* **OBJECTIVE**
Copy the passage about the remote team's offsite word for word, from "The Realities Of" to "well as fun.".

Trello’s marketing team is remotely distributed, so our annual offsite is the opportunity for everyone on the team to connect in person. Those connections and good vibes carry forward for many months to come as we strive to assume positive intent in all of our interactions.
Recently the team, who hails from all over the US and Canada, hopped on planes and came to the great city of Chicago to bond, learn, and grow. As the planner of this team offsite (and a native Chicagoan! Go Cubs!), I wanted to make sure the 3-day event accomplished our business goals while also having a healthy dose of bond-building fun.
The Realities Of Remote
When team members are not co-located, interactions happen on digital tools which can sometimes obscure the humanity behind the typed words, especially if people don’t see each other for long periods of time.
We have many ways of digitally connecting to remedy these issues, but nothing beats face to face interaction for team building. The good news is that a small amount of in-person interaction goes a long way in fostering connection. Managers of remote teams need to recognize this need and organize infrequent offsites that have a strong purpose, as well as fun.

* **PROVIDED MATERIAL**
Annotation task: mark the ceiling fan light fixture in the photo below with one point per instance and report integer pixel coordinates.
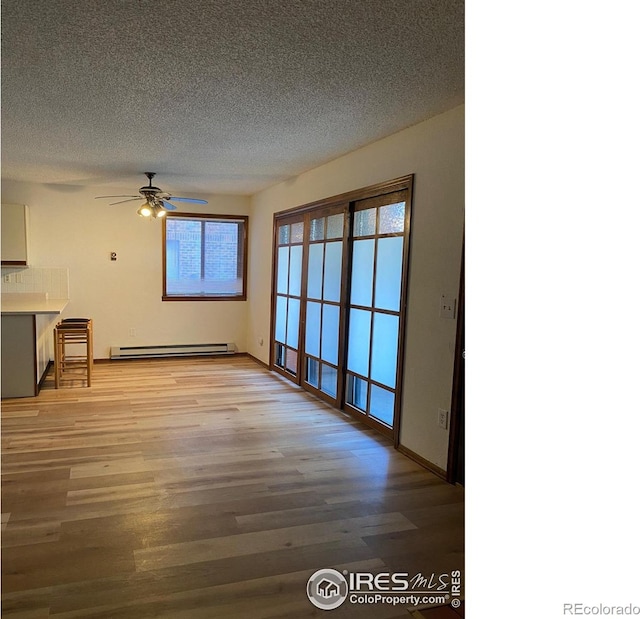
(158, 210)
(145, 210)
(156, 202)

* **RESPONSE TO THE EXERCISE**
The Realities Of Remote
When team members are not co-located, interactions happen on digital tools which can sometimes obscure the humanity behind the typed words, especially if people don’t see each other for long periods of time.
We have many ways of digitally connecting to remedy these issues, but nothing beats face to face interaction for team building. The good news is that a small amount of in-person interaction goes a long way in fostering connection. Managers of remote teams need to recognize this need and organize infrequent offsites that have a strong purpose, as well as fun.